WYODRĘBNIONY TEKST ::
/---

Od lat kilku powstawałem na ostateczność wiary i niewiary krzewiącej się po pismach naszych: tu więc szczególnie mi się raz jeszcze rozszerzyć wypadało nad temi zwrotami, bo to są dwa przeciwne bieguny, w których się zbierają dwie przeciwne elektryczności życia: myśl i wiara, rozum i uczucie, spływające w środku życia, harmonizujące w duszy człowieka z sercem i głową, zobojętnione w ludziach bez czucia i myśli, w ludziach zimnych jak żelazo, i których tylko siła potrzeb materyalnych wstrząsnąć zdoła. Zakończenie rzeczy obecnej stanowi przejście do badań we względzie historyi, literatury i filozofii, tudzież rozbiorów krytycznych dzieł, gdzie się w zastosowaniu pokazywać powinny zasady tu przedstawione; rozbiorów, podług możności i sił podejmowanych dla upowszechnienia wyobrażeń jasnych, prostych i czystych w dziedzinie literatury mianowicie naukowej, która u nas obecnie wymaga koniecznie wprawy tem mozolniejszej, im większe porosły ją chwasty a pokrzywa, ciernie i dziko rosnące głogi przygłuszyły szlachetne szczepy, zwrot równie zbawienny dla nauki i życia.
Pisałem w Warszawie, 1846.Stanowisko zapatrywania się na Historyę Literatury.
Najwyższem zagadnieniem życia jest życie samo, jego potęga, godność człowieka czyli raczej natury jego, człowieczeństwa w dziejach ludzkości, a zatem rozwijanie się wszystkich władz: potęgi myśli i uczuć, w harmonii z wolą, czynem, życiem społeczeństwa. Życie to, jako źródło nieprzebrane, jest ziarnem wszelkiej doskonałości, która z tego ziarna wykwita, rozwija się w pełni jak kwiat i znowu daje owoc, ziarno życia. Najgłębsze pomysły, najpiękniejsze uczucia bez tej barwy życia marnieją, stracone są dla ludzkości, a wszystko w świecie o tyle tylko ma wagi i treści, o ile ma w sobie cel życia, bo ta celowość czyli raczej dążenie do objawienia żywota jest najwyższą spojnią, zwornią, (jeżeli tak się wyrazić wolno) natury i społeczeństwa, najwyższą jednością stworzenia, jego, jak zwykle mówią, duchem, istotą, treścią nieprzemijającą. Literatura, i w ogólności badania umysłowe nie mogą mieć innego celu, innego dążenia, nad życie samo. Język czyli raczej mowa narodu, równie jak jego pojęcia o świecie i życiu, o wszystkiem, co nas otacza, co jest, co ma byt: jest objawem ducha, równie jak wylanie uczuć, wyrażenie się społeczeństwa w czynach, działaniu praktycznem (byt historyczny). Duch ludzki czyli człowiek uważany w istocie swojej, usiłuje przedewszystkiem pojąć to, co jest, a co na niego działa bezustannie: stąd wynikają pojęcia, wyobrażenia i usposobienie wewnętrzne całego społeczeństwa; które nie marzy, ale myśli praktycznie, przetrawia nabyte pojęcia w ogniu czyscowym życia, przerabia w tło jego myśli, i uczucia swoje. Zatrudnienia, zabawy nawet, zwyczaje i obyczaje, są wypływem ducha naszego: są to kwiaty, a raczej płody, owoce, jakie wydaje żyjące w nas i stokrotnie rozradzające się ziarno nieśmiertelnego, bo wiecznie istniejącego śród społeczeństwa początku, pierwiastku rzec można nadziemskiej, bo nigdy nie wyczerpanej, nieprzebranej okwitości, ducha ludzkości.

\---

WYBRANE REKORDY ::
/---

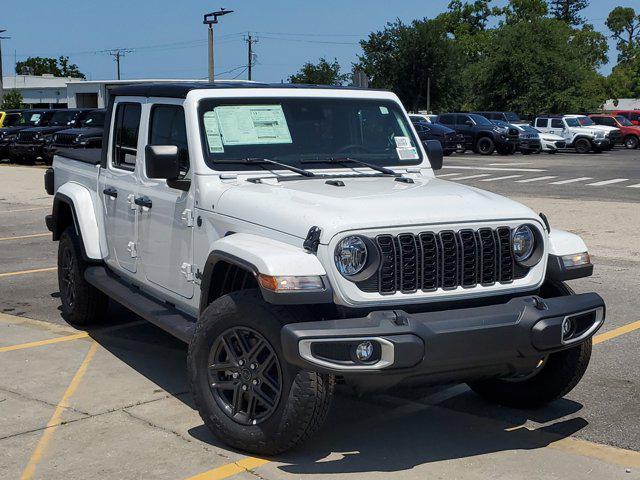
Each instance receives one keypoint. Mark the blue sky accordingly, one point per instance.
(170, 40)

\---
/---

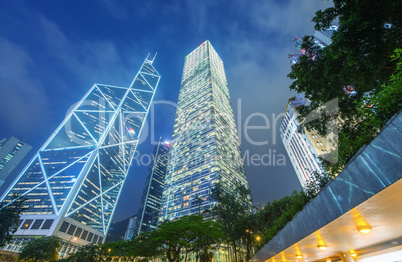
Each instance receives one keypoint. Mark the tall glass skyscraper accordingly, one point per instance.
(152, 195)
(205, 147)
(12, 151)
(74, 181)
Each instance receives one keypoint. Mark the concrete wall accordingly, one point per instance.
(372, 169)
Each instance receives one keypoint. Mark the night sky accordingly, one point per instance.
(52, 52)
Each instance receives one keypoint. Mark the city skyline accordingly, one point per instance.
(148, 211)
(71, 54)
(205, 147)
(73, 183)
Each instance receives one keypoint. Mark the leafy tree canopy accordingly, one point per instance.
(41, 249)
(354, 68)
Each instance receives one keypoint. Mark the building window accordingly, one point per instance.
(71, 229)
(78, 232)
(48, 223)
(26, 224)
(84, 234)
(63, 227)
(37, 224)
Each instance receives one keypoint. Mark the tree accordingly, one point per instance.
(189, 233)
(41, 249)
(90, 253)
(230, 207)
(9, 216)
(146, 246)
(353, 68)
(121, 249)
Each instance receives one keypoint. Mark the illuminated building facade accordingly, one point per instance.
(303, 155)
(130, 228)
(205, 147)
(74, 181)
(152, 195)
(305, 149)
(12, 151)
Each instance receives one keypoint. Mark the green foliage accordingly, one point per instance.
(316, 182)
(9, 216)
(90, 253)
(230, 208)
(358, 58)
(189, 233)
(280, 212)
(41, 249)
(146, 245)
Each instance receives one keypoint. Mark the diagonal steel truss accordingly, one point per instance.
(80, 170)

\---
/---

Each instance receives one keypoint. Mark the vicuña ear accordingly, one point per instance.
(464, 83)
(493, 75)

\---

TREŚĆ ZADANIA :: Co według wyodrębnionego tekstu porosło literaturę naukową i przygłuszyło szlachetne szczepy? Wymień wszystkie pozycje.

ODPOWIEDŹ NA ZADANIE ::
- chwasty
- pokrzywa
- ciernie
- dziko rosnące głogi